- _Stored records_
* * *
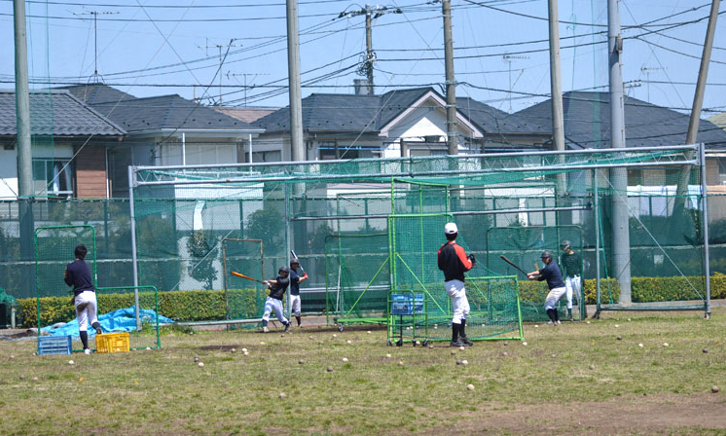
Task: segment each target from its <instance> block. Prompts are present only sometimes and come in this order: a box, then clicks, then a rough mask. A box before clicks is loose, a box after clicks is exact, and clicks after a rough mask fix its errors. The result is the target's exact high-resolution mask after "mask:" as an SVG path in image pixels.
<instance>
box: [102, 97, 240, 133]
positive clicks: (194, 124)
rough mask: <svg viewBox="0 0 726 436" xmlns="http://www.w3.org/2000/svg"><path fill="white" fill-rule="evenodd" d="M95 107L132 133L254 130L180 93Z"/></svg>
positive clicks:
* * *
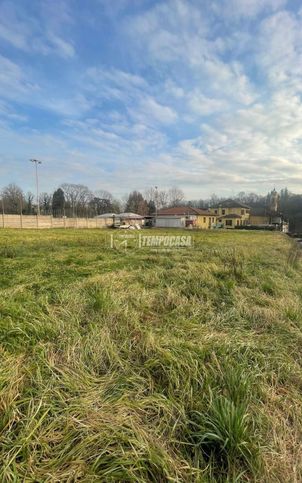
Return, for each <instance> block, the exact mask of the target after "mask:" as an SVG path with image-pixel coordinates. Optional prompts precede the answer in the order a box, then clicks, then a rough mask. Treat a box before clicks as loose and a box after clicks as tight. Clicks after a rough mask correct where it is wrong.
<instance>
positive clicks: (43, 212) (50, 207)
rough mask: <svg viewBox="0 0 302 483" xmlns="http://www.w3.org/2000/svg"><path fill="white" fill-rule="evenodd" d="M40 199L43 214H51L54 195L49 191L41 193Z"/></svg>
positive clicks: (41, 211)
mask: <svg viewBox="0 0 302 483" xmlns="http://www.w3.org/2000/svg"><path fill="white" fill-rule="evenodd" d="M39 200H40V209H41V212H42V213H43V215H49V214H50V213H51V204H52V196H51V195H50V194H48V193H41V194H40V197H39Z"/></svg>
* * *
- _Task prompt_
Every line from the line containing "positive clicks: (43, 212) (50, 207)" through the line containing "199L43 214H51L54 195L49" in the records above must be retyped exactly. Leave out the rest.

- _Answer to the exercise_
positive clicks: (43, 212) (50, 207)
rough mask: <svg viewBox="0 0 302 483" xmlns="http://www.w3.org/2000/svg"><path fill="white" fill-rule="evenodd" d="M40 199L43 214H51L54 195L49 191L41 193Z"/></svg>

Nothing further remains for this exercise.